▶ _Tasks to carry out_:
1 > Based on the Gonzalez v. Raich post, say whether each statement agrees with it: (a) the article holds that Gonzales v. Oregon and Rapanos v. Army Corps of Engineers substantially offset the impact of Raich; (b) the article likens Raich to legal developments of the 1920s Prohibition era; (c) the article fully endorses Randy Barnett's reading of Raich. Answer yes or no for each, quoting the words of the post that decide it.
2 > Reproduce word for word the part of the Gonzalez v. Raich post from "Gonzalez v. Raich and" up to and including "Randy Barnett here.".

--- Document excerpt Enclosed Below ---

Gonzalez v. Raich and the Future of Federalism:

A draft of my forthcoming Cornell Journal of Law & Public Policy symposium article on Gonzalez v. Raich (the medical marijuana case) is now available at SSRN. Longtime VC readers and con law mavens may be interested to know that the article to some extent takes issue with the somewhat less pessimistic interpretation of Raich advanced by co-blogger Randy Barnett here.

Here's the abstract:

The Supreme Court's recent decision in Gonzales v. Raich marks a watershed moment in the development of judicial federalism. If it has not quite put an end to the Rehnquist Court's "federalism revolution," it certainly represents a major step in that direction. In this Article, I contend that Raich represents a major - possibly even terminal - setback for efforts to impose meaningful judicial constraints on Congress' Commerce Clause powers.

Raich undermines judicial enforcement of federalism in three interlocking ways: by adopting an essentially limitless definition of "economic activity" thereby ensuring that virtually any activity can be "aggregated" to produce the "substantial affect [on] interstate commerce" required to legitimate congressional regulation under Lopez v. United States and Morrison v. United States; by making it easier for Congress to impose controls on even "noneconomic" activity by claiming that it is part of a broader "regulatory scheme"; and finally, by restoring the so-called "rational basis" test . . . The Supreme Court's recent seemingly pro-federalism decisions in Gonzales v. Oregon and Rapanos v. Army Corps of Engineers actually do little or nothing to mitigate the impact of Raich.

I also contend that the Raich decision is misguided on both textual and structural grounds. The text of the Constitution does not support the nearly unlimited congressional power endorsed in Raich. Such unlimited power also undercuts some of the major structural advantages of federalism, including diversity, the ability to "vote with your feet," and interstate competition for residents.

Raich's undercutting of federalism by upholding the power of Congress to ban the possession of homegrown medical marijuana closely parallels legal developments during the Prohibition era of the 1920s. In both periods, the establishment of a nationwide prohibition regime greatly eroded decentralized federalism, in part because the Supreme Court accepted the government's claims that the power to regulate a market in prohibited substances necessarily required comprehensive regulation of virtually all sale or possession of the commodities in question.

The future of judicial federalism may depend not just on the precise doctrinal impact of Raich, but on the possibility that liberal jurists and political activists may come to recognize that they have an interest in limiting congressional power. A cross-ideological coalition for judicial enforcement of federalism would be far more formidable than today's narrow alliance between some conservatives and libertarians. Ironically, the Raich decision, in combination with other recent developments, may help bring about such a result.

--- End of Enclosed Document excerpt ---
--- Source material Enclosed Below ---

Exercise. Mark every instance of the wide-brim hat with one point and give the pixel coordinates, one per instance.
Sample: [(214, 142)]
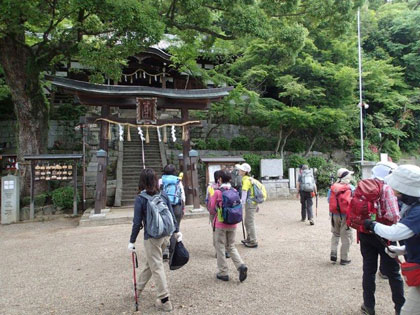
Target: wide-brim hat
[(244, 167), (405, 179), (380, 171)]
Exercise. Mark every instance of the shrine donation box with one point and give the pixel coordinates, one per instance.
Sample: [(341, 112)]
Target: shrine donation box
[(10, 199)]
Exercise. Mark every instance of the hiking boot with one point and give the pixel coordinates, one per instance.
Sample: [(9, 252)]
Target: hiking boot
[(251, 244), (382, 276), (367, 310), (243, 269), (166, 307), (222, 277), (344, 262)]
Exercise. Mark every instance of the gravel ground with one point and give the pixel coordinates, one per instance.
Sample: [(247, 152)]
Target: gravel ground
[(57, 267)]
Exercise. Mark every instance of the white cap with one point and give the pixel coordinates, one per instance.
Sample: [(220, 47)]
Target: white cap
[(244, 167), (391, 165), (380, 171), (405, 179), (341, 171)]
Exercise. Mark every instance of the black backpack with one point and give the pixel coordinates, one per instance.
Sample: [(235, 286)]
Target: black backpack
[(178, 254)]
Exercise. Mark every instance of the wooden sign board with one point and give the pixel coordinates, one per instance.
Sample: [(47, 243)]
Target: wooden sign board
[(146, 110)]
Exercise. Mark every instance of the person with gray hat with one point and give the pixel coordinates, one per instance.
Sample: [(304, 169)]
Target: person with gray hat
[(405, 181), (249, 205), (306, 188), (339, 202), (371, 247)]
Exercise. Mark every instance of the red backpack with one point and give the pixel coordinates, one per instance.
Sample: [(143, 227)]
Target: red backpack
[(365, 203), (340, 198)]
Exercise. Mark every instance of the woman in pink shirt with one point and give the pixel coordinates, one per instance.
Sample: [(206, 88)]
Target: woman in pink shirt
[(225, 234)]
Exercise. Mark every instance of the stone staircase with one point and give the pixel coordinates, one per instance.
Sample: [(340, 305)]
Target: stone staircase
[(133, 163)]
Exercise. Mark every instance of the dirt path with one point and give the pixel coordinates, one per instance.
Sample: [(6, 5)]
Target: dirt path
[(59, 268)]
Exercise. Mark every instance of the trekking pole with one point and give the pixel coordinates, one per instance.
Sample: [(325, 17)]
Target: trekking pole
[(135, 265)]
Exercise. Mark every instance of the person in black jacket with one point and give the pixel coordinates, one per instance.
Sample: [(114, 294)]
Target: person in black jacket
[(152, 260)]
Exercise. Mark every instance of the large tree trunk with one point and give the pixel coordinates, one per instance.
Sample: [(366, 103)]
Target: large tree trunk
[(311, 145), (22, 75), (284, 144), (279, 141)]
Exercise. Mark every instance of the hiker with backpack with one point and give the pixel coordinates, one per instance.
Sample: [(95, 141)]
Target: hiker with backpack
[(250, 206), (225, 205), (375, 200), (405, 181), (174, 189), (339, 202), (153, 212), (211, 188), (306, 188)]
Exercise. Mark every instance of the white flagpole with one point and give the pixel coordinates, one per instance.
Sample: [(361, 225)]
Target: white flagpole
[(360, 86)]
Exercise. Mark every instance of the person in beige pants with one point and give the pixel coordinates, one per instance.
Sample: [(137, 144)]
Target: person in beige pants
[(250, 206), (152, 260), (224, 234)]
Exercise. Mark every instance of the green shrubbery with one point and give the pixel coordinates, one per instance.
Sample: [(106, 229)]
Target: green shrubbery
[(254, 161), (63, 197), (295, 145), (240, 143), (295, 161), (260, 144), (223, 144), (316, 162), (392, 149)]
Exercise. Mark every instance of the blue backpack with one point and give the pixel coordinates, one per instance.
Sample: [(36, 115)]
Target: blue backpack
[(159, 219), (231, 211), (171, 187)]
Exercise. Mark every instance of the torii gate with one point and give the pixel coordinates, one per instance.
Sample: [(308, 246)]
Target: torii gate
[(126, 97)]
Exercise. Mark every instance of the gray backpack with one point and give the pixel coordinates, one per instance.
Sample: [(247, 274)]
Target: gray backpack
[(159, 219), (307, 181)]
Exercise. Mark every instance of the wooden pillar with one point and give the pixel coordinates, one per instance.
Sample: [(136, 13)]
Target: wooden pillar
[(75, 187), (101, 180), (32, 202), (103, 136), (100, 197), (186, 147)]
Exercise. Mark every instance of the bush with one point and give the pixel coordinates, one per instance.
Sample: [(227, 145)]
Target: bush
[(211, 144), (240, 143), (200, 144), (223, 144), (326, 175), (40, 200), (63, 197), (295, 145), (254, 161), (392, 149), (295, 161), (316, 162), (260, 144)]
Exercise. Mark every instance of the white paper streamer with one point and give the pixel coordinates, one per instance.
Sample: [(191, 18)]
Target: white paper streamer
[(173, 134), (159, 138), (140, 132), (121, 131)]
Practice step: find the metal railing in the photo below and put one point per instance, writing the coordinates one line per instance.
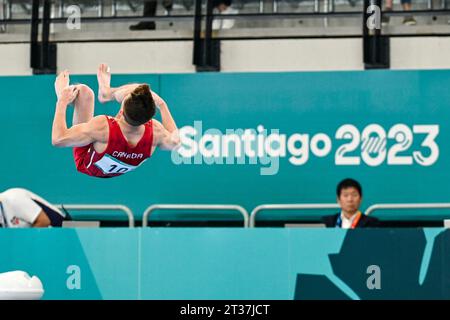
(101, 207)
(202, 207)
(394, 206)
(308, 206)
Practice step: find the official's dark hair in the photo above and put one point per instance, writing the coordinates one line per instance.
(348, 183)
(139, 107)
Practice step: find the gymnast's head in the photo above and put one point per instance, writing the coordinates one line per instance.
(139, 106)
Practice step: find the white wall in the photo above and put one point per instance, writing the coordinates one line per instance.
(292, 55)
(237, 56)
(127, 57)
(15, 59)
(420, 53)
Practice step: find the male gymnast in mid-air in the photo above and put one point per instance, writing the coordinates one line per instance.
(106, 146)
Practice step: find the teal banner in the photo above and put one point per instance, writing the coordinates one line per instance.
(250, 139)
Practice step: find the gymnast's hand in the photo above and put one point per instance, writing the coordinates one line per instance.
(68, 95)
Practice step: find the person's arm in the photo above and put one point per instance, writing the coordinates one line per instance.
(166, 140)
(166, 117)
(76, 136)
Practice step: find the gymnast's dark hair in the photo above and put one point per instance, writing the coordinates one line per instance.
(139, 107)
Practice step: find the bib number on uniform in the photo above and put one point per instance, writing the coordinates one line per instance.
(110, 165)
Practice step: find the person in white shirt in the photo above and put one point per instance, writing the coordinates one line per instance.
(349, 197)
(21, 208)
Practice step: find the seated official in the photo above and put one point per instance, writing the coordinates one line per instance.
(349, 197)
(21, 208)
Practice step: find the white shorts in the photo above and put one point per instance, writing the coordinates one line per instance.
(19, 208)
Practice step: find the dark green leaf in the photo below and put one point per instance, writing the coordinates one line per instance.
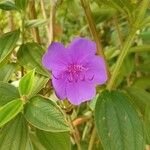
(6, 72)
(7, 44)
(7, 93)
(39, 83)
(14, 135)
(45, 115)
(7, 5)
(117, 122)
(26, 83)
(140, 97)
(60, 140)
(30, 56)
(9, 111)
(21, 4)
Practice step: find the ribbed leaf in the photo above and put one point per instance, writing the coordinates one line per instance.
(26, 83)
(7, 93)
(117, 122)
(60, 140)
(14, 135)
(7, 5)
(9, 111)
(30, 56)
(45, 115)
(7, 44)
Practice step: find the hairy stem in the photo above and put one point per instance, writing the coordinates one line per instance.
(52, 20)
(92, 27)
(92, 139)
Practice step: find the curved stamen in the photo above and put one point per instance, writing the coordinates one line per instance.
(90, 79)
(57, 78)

--- End of Enclosed Source material ---
--- Source material Enclosed Below ---

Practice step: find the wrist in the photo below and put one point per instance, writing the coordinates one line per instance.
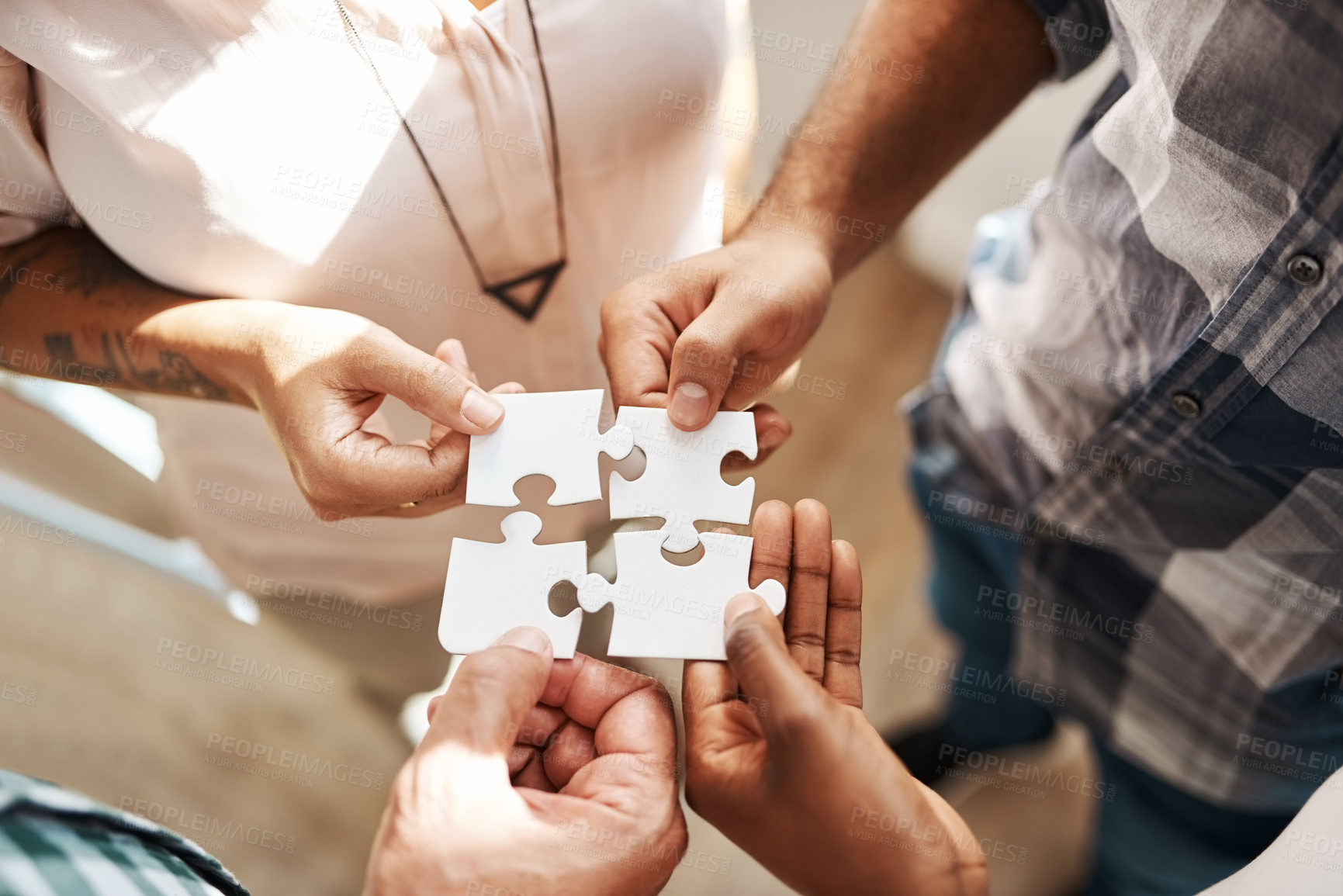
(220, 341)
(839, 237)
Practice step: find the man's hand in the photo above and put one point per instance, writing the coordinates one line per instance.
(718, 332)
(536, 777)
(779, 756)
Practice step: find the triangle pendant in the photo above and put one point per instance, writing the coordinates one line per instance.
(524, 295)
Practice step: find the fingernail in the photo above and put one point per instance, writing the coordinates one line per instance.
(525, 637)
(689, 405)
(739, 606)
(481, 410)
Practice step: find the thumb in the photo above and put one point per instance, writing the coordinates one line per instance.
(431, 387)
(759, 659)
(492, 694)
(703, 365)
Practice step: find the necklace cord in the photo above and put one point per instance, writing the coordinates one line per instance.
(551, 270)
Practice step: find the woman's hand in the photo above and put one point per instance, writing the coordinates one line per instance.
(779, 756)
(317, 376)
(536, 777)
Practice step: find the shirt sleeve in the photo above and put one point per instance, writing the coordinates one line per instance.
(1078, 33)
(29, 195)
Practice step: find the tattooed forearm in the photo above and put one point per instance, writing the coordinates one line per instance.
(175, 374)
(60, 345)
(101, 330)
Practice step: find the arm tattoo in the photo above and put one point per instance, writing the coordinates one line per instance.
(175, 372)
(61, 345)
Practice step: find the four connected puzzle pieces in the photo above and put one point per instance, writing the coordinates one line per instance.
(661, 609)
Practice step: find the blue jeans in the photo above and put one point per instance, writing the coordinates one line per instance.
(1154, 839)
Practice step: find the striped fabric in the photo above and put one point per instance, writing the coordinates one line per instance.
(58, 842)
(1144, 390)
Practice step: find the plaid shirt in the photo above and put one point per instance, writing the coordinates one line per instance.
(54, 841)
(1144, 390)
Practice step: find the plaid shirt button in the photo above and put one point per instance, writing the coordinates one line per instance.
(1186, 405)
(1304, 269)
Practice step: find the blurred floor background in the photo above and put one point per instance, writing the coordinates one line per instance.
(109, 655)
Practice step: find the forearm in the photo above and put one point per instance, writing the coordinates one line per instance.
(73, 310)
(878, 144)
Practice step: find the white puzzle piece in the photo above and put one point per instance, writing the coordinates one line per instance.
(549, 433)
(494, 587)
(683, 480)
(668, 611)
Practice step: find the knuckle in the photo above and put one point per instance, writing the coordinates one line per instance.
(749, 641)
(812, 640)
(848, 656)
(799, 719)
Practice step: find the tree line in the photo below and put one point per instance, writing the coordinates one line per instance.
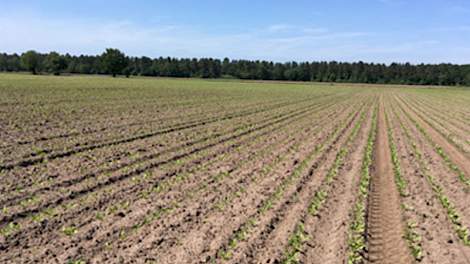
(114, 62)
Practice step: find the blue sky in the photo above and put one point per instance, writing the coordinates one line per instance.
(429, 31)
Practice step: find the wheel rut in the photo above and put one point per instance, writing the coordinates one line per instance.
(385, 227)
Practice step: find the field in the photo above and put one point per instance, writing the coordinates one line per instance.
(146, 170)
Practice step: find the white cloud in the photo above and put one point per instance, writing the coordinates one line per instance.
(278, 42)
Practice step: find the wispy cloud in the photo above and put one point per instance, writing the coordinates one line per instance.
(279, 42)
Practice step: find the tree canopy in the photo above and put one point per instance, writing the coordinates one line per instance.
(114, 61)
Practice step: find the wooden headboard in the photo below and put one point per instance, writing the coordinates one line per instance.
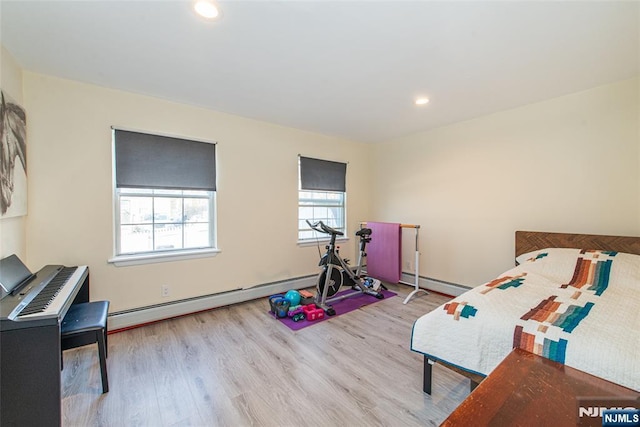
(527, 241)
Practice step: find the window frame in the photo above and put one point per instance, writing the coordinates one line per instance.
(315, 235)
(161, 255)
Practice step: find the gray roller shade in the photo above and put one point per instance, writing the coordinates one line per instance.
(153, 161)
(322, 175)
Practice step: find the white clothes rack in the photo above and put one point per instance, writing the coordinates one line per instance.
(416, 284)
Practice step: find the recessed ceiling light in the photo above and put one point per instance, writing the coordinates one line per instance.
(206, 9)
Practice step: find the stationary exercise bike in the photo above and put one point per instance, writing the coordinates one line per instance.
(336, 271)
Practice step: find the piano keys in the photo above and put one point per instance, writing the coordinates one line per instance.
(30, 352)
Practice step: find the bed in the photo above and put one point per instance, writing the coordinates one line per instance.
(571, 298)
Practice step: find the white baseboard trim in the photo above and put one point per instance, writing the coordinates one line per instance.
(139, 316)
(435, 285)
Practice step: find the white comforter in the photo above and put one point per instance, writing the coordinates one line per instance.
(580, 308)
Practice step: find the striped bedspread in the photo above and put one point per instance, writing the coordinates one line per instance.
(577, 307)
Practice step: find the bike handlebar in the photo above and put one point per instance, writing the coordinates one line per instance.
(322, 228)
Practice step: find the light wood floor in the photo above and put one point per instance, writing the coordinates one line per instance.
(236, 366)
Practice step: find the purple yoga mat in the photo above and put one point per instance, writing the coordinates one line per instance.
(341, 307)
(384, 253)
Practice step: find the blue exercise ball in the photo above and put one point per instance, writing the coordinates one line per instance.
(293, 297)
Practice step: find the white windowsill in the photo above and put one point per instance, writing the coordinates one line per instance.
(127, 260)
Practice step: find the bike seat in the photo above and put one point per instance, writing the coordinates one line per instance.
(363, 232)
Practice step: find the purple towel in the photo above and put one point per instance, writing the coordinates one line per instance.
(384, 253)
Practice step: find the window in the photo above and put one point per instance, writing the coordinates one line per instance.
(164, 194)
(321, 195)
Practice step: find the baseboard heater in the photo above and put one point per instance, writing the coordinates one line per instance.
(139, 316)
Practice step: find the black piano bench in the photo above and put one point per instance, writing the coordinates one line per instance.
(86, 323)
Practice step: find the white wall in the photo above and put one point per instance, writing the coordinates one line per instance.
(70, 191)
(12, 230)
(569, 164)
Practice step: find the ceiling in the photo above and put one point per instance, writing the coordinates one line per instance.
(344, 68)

--- End of Enclosed Source material ---

▶ _Solutions_:
1 >
(a) No: "actually do little or nothing to mitigate the impact of Raich."
(b) Yes: "closely parallels legal developments during the Prohibition era of the 1920s."
(c) No: "to some extent takes issue with the somewhat less pessimistic interpretation of Raich advanced by co-blogger Randy Barnett here."

2 >
Gonzalez v. Raich and the Future of Federalism:

A draft of my forthcoming Cornell Journal of Law & Public Policy symposium article on Gonzalez v. Raich (the medical marijuana case) is now available at SSRN. Longtime VC readers and con law mavens may be interested to know that the article to some extent takes issue with the somewhat less pessimistic interpretation of Raich advanced by co-blogger Randy Barnett here.